__Istruzioni e requisiti__
Inserisci in un elenco numerato le righe che vanno dall'inizio delle righe fino a quella che contiene "pixel 188 270", entrambe incluse. Tralascia le righe vuote.

__Righe estratte__
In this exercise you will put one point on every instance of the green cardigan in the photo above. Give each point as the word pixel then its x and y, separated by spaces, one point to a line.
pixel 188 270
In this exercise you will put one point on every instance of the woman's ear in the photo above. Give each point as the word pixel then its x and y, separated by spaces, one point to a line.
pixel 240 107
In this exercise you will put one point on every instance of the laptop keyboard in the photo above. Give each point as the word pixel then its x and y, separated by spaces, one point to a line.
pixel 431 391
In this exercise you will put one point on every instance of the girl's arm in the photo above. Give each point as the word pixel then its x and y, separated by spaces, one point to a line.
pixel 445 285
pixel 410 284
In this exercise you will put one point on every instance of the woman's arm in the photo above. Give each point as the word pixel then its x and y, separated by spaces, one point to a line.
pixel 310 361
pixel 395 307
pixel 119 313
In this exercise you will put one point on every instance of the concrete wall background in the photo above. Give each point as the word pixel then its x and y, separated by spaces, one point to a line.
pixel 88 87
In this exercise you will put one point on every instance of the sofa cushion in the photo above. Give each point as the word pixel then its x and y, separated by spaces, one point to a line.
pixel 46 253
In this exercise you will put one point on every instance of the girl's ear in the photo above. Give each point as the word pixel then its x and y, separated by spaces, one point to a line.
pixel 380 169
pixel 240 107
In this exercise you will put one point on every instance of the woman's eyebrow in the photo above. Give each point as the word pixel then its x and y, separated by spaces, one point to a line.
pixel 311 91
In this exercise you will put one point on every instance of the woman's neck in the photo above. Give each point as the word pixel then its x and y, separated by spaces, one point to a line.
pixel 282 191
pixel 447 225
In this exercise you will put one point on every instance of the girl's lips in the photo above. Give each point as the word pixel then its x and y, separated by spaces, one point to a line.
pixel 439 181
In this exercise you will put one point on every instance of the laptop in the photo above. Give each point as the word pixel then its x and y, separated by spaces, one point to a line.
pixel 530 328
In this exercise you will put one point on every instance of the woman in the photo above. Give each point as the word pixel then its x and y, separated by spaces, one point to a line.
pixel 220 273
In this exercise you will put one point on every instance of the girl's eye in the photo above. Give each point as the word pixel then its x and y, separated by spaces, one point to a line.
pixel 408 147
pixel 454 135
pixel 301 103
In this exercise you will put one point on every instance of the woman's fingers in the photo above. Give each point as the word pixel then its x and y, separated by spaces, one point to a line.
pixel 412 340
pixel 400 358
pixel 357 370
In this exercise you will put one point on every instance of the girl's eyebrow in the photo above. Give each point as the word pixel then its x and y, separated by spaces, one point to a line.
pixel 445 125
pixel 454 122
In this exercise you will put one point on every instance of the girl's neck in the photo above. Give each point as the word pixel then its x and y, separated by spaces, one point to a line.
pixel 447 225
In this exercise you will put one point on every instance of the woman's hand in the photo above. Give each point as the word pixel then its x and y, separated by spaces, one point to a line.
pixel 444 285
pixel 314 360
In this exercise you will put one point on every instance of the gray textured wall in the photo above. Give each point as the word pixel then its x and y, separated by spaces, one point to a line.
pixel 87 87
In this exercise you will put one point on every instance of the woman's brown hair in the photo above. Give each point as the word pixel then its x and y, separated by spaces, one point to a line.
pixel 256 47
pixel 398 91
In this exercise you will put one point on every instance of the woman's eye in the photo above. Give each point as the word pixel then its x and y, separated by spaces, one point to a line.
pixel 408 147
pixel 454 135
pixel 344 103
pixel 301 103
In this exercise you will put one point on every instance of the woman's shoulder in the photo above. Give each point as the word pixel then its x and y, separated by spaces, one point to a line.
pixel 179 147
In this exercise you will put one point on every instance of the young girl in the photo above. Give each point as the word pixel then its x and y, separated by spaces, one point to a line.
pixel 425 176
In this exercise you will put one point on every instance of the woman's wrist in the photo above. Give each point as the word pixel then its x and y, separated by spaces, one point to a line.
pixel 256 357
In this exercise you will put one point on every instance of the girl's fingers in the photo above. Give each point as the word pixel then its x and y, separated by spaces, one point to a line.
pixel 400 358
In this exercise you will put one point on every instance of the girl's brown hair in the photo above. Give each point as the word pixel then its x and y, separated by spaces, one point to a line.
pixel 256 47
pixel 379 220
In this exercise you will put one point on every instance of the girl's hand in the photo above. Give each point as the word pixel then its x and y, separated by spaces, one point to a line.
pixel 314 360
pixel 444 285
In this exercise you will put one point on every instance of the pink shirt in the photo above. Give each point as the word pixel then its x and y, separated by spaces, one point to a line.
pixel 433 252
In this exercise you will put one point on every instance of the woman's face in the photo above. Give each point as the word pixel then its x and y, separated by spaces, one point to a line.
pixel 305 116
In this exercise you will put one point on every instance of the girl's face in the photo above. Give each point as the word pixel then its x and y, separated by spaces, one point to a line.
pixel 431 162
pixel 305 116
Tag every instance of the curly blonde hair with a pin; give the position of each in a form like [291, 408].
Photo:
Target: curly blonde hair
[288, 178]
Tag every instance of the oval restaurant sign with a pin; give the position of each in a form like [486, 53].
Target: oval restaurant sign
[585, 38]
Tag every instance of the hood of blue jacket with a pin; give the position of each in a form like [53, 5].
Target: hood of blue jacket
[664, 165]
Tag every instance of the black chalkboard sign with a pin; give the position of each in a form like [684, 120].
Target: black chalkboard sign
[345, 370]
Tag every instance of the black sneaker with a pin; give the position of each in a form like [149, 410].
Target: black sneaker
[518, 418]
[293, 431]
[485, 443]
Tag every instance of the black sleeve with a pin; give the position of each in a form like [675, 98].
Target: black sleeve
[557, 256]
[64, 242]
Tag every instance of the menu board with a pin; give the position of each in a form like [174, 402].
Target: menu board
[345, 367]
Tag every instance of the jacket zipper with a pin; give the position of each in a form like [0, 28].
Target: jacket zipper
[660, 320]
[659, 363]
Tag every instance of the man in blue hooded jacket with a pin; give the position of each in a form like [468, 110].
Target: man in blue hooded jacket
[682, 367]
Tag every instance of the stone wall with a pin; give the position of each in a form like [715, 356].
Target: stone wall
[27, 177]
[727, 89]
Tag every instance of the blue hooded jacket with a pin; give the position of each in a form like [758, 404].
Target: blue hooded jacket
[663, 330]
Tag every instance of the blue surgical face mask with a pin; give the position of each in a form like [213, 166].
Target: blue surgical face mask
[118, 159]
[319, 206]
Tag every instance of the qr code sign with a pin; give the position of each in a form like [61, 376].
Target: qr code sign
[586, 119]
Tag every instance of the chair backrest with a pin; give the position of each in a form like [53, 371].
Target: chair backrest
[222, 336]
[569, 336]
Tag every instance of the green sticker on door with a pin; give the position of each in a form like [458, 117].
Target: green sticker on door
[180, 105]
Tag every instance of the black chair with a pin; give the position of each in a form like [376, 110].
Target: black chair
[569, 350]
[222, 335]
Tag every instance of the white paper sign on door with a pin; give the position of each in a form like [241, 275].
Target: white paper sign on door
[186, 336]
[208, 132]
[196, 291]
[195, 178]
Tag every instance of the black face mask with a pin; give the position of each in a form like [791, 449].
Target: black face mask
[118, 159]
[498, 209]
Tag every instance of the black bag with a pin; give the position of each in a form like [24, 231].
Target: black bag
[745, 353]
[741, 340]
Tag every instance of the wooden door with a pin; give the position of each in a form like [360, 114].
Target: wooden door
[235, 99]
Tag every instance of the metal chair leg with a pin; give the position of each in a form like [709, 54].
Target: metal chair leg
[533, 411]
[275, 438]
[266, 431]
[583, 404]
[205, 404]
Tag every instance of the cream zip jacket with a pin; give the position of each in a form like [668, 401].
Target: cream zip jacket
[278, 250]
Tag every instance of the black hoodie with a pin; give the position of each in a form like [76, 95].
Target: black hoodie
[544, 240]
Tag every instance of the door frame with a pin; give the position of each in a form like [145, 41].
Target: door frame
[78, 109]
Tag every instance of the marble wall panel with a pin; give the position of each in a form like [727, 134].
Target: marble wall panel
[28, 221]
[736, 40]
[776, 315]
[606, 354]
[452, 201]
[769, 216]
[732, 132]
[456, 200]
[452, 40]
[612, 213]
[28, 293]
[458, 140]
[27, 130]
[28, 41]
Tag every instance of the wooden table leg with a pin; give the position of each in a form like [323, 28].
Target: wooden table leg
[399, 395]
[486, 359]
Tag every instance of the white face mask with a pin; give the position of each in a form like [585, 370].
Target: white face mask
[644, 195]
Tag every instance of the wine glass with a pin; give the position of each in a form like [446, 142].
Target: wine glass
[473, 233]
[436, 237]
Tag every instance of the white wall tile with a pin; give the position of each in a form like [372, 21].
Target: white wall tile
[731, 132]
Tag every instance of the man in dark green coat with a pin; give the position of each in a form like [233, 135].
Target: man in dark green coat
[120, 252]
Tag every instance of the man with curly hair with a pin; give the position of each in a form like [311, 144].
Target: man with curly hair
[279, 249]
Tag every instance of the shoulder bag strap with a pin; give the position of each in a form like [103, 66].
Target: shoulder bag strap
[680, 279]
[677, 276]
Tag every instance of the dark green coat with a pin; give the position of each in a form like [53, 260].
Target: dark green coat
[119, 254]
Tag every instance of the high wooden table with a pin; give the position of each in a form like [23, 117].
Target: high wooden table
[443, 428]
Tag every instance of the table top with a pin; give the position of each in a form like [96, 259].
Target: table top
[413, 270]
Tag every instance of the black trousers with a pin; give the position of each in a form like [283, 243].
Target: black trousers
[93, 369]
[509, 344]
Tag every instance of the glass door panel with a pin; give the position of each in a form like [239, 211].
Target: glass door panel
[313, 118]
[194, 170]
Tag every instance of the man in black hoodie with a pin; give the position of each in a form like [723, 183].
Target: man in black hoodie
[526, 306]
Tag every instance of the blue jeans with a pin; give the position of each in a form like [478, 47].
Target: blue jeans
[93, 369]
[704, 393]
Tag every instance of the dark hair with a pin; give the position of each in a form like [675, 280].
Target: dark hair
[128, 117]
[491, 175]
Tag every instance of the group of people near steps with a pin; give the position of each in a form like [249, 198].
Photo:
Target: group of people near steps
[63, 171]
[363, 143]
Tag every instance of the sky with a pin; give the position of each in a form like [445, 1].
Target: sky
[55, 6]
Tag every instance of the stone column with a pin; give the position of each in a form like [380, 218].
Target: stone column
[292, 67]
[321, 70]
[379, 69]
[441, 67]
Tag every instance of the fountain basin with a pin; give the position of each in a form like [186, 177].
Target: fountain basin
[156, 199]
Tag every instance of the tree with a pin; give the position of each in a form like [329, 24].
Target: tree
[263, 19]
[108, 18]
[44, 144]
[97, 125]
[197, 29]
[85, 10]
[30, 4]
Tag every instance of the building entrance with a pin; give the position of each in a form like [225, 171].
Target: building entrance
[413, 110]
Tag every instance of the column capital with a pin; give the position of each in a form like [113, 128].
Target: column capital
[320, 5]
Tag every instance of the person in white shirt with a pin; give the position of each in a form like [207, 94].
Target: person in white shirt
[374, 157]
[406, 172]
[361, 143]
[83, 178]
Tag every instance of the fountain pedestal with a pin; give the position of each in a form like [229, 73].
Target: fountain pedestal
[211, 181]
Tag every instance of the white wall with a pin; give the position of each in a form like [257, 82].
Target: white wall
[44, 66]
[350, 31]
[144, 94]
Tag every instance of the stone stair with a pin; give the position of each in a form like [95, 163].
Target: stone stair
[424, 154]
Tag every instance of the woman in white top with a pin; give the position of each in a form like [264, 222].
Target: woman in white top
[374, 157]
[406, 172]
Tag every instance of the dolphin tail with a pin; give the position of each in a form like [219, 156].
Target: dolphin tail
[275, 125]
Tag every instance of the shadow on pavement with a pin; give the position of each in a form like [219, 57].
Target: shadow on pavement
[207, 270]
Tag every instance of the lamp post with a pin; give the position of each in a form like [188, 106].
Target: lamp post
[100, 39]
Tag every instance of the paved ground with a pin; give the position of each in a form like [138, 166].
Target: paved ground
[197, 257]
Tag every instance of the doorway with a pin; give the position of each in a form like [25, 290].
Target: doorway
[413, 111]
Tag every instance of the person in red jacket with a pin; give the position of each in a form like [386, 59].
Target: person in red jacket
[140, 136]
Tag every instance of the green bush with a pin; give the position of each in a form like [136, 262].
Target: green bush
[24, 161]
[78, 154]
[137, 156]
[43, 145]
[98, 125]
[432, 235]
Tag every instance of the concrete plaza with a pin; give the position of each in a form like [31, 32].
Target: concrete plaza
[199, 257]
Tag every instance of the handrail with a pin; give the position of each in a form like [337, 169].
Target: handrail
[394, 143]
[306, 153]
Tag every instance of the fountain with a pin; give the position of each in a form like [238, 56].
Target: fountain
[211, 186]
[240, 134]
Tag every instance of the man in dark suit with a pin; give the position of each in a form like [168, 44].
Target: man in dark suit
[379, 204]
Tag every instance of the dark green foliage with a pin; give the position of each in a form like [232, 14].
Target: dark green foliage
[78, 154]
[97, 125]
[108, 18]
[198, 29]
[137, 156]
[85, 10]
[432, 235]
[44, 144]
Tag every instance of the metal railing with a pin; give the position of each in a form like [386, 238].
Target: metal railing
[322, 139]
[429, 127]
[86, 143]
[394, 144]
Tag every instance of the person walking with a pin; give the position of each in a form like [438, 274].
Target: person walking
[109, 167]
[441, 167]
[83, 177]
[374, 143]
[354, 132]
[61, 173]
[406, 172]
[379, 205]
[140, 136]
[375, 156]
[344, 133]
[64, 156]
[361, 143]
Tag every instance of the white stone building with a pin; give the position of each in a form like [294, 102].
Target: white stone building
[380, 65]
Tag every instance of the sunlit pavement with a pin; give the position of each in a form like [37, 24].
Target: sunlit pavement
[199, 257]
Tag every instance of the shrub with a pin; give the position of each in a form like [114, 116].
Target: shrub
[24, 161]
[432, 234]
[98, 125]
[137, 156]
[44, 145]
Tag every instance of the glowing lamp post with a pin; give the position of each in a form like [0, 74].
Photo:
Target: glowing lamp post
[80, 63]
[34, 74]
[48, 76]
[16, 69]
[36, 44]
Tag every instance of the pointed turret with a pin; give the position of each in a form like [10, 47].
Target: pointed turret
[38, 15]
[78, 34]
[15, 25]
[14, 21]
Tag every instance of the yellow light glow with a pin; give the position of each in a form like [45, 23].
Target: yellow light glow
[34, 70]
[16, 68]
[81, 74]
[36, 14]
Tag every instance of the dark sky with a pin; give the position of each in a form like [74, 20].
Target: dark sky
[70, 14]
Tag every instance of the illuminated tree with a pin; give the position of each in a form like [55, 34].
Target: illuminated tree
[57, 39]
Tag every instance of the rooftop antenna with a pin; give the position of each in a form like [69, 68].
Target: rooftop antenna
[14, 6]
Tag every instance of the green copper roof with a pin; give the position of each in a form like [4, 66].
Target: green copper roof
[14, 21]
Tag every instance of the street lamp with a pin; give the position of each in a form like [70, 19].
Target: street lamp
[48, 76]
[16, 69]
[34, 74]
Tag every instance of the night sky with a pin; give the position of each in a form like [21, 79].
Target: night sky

__Soluzione del problema__
1. In this exercise you will put one point on every instance of the green cardigan in the photo above. Give each point as the word pixel then its x and y, separated by spaces, one point to a line.
2. pixel 188 270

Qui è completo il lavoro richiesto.